■ **Exercise task 1**: Show every line of the listing that contains the word "baby".

Brandon Anthony Lindsey (born January 10, 1989) is an American football linebacker who is currently a free agent.

Early years
Lindsey attended Aliquippa Senior High School in Aliquippa, Pennsylvania, where he played both linebacker and running back. As a senior, he had 115 tackles on defense and rushed for 743 yards on offense.

College career
Lindsey played collegiate football at the University of Pittsburgh in Pittsburgh, Pennsylvania. He was redshirted as a true freshman in 2007. In 2008, he played special teams and was a backup linebacker. In 2009, as a defensive end, he had 18 tackles and four sacks. He moved back to linebacker in 2010 and was named to the second-team all-Big East squad after recording 51 tackles and 10 sacks.

Professional career

Although Lindsey was considered one of the best linebacker prospects in the 2012 NFL Draft, he was not drafted. After the draft, he signed a free-agent contract with the Pittsburgh Steelers. On June 28, 2012, Lindsey was released by the Steelers.

■ **Exercise task 2**: According to the biography of Brandon Lindsey, which team signed him to a free-agent contract after the 2012 NFL Draft?

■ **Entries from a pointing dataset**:
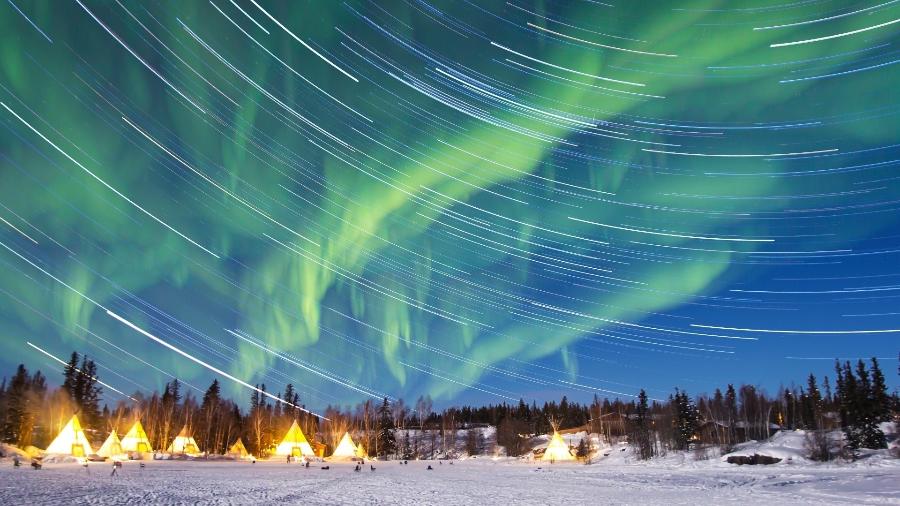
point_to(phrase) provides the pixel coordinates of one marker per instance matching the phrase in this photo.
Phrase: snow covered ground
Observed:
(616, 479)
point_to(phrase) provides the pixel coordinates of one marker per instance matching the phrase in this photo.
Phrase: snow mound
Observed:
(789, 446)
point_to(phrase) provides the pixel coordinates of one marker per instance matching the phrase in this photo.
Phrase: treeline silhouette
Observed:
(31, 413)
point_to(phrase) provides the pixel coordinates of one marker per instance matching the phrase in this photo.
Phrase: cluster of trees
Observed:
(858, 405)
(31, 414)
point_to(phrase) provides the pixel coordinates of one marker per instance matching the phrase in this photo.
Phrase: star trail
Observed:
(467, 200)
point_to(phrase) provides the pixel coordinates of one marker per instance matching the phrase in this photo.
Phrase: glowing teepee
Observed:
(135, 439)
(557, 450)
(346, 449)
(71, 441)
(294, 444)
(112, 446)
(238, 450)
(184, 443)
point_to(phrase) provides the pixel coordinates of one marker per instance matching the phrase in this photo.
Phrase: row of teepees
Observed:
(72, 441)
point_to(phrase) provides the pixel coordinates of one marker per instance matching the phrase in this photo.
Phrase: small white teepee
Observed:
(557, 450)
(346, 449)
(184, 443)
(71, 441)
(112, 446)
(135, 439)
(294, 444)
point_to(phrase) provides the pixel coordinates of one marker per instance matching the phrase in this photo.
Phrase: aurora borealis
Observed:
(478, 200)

--

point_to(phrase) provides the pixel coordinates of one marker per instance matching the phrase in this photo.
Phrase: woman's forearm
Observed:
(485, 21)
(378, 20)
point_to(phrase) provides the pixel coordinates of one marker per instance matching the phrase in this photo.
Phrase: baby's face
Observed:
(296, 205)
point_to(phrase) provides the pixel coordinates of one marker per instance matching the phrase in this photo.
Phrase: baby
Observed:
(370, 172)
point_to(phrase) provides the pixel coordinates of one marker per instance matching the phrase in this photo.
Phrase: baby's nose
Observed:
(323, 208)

■ **Correct answer 1**:
Phrase: baby's face
Phrase: baby
Phrase: baby's nose

■ **Correct answer 2**: The Pittsburgh Steelers.